● **Challenge A**
Transcribe everything in the passage on rollups, from "The second reason" down to "censor these validators.".
● **Challenge B**
Pick up the passage on optimistic and zk-rollups after its final sentence and keep writing.

● **Document section**
+ + + + + + +

The second reason why I am so enthusiastic about zk-rollups is composability: on Ethereum, Decentralised Finance (DeFi) is so successful because multiple protocols interact to increase the value of one another’s offerings. Both optimistic rollups and zk-rollups can be used to achieve composability; however, there is a significant drawback with optimistic rollups: the more value you lock into a single instance of an optimistic rollup, the more risk your funds are exposed to. If you have multiple protocols with a combined value of billions of dollars, a terrifying situation may occur: the optimistic rollup could be attacked by the miners and not the validators. The miners could conduct a censorship attack involving fraudulent transactions, in which case all validator nodes would rush to submit a fraud proof; however, the miners would censor these validators.
Dangers of Optimistic Rollups
- 51% Attacks: Assume an attacker rents 51% of the cloud’s hashing power and overflows all blocks containing fraud-proof transactions into this particular optimistic rollup. The attacker does not affect any other transactions pertaining to any other account — all other transactions are included; attacker builds on top of miners not containing the fraud proof transaction, and reverts the block if miners include the fraud proof transaction. In this situation, as a miner, you may attempt to coordinate with other miners to obtain 51% of the hashing power, but if that is not possible, you simply comply. As a miner on a Proof of Work system, it is possible to comply with an attacker completely anonymously by leaving the legitimate mining pool and joining the attacker pool. Miners are perfectly rational and profit-seeking actors, and therefore, there is a likelihood that miners comply. Once miners comply, the hashpower requirement is no longer necessary, and the soft-fork can be maintained indefinitely. The cost of this attack is low. All miners are required to comply with a 51% attack on an optimistic rollup for one week (or until miners comply), allowing an attacker to steal billions of dollars in value. zk-rollups are completely resistant to this type of issue.
- Non-attributable censorship attack on fraud-proof-based L2s (in a POS world)
- Time-travelling attacks by an anonymous user: Providing fraud of a legitimate state transition enables chain to revert and travel time.
Optimizing Withdrawal Time in Optimistic Rollups
The 1 to 2 week withdrawal time for optimistic rollups occurs when transferring tokens from L2 to L1 via the native bridge. There are now numerous ways to circumvent this issue, including:
- Hop Protocol: The hop protocol provides a scalable rollup-to-rollup general token bridge through a combination of creating a cross-network token bridge token that can be economically moved from rollup to rollup or claimed on the L1 for the underlying asset, and using AMMs to swap between each bridge token and its corresponding canonical tokens on each rollup to dynamically price liquidity and incentivise the rebalancing of liquidity across the network (Winfrey, 2021, https://hop.exchange/whitepaper.pdf). Hop protocol reduces the withdrawal time from weeks to minutes.

+ + + + + + +

(Labeled contour entries)
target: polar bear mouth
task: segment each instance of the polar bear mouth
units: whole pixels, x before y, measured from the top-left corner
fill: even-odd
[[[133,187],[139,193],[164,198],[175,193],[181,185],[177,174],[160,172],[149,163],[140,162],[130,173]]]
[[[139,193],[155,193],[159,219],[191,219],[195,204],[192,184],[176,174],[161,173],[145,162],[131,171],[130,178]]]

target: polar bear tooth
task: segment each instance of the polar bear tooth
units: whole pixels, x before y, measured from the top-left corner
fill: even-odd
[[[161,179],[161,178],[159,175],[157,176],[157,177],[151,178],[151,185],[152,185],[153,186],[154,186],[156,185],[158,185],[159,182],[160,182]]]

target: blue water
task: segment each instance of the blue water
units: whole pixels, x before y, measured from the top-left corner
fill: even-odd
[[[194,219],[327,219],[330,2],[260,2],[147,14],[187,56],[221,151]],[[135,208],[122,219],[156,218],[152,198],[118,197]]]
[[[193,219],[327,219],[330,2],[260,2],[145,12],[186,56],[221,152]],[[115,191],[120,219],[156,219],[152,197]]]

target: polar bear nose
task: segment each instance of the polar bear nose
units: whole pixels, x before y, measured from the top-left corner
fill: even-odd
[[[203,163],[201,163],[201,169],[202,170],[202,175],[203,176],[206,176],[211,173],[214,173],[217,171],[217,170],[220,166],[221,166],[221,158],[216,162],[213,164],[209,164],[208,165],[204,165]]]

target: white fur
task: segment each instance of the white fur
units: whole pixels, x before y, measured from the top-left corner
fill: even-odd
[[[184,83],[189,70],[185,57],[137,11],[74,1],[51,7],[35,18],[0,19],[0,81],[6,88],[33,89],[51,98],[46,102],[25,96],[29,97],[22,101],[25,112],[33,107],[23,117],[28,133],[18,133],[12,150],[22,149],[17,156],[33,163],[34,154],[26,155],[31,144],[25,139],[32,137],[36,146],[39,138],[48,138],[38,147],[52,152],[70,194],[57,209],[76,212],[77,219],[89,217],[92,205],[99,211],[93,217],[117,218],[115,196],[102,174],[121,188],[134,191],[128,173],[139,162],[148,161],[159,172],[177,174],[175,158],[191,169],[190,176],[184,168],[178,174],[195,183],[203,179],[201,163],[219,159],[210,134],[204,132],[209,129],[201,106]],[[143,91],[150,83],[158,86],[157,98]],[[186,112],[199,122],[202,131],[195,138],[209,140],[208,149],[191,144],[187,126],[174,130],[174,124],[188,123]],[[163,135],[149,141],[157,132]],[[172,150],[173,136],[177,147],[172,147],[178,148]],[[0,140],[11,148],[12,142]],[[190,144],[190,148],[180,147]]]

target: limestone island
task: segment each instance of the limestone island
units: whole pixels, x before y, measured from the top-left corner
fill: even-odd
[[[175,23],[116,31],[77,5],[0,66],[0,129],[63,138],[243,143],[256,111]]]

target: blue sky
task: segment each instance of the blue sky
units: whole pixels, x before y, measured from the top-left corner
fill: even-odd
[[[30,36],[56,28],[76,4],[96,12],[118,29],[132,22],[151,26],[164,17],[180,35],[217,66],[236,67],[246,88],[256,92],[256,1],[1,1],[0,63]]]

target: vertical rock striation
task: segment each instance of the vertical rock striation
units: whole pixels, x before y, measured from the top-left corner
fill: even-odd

+ + + + + + +

● **Written response A**
The second reason why I am so enthusiastic about zk-rollups is composability: on Ethereum, Decentralised Finance (DeFi) is so successful because multiple protocols interact to increase the value of one another’s offerings. Both optimistic rollups and zk-rollups can be used to achieve composability; however, there is a significant drawback with optimistic rollups: the more value you lock into a single instance of an optimistic rollup, the more risk your funds are exposed to. If you have multiple protocols with a combined value of billions of dollars, a terrifying situation may occur: the optimistic rollup could be attacked by the miners and not the validators. The miners could conduct a censorship attack involving fraudulent transactions, in which case all validator nodes would rush to submit a fraud proof; however, the miners would censor these validators.

● **Written response B**
- Celer Network: Celer Network announced the Celer cBridge, a multi-chain network that enables instant, low-cost and any-to-any value transfers within and across L2 chains, main chain, other L1s and L2s built on top of L1s. The bridge functions by extending Celer Network’s state channel network’s functionality through enabling multi-homing in the off-chain communication protocol. Multi-hoping is the practice of connecting a host or a computer network to more than one network.
Advantages of using a bridging solution: There exist several other third-party bridges between the L2 and L1, and L2 and other L2s. (https://help.optimism.io/hc/en-us/articles/4411903283227-Withdrawals-from-Optimism)
- Shorter Withdrawal Time: Using an external bridging solution removes the limitation of waiting for the verification period.
- Lower Cost: The cost of the merkle proof required for a withdrawal transaction is also spread over a large pool of tokens, reducing the relative cost of withdrawal.
Disadvantages of using a bridging solution:
- Security Risks: Bridges often hold a multiple assets in liquidity pools; and therefore, are a weak point in the transaction flow that are often systematically targeted by malicious actors. Cross-chain bridges can be considered to be a top security risk. (Chainalysis, 2022, https://blog.chainalysis.com/reports/cross-chain-bridge-hacks-2022/)
- Ecosystem Lock-In: Most bridges are restricted to a single crypto-ecosystem
- Slow and Inefficient: Several transactions are required to bond, mint, claim, and swap assets
Alternatives to Bridging:
- Cross-chain Interoperability Protocols (such as Axelar), built using threshold signature cryptography (TSS) and PoS. These protocols can verify a transaction on one chain, and trustlessly generate a signature to submit the transaction on another chain.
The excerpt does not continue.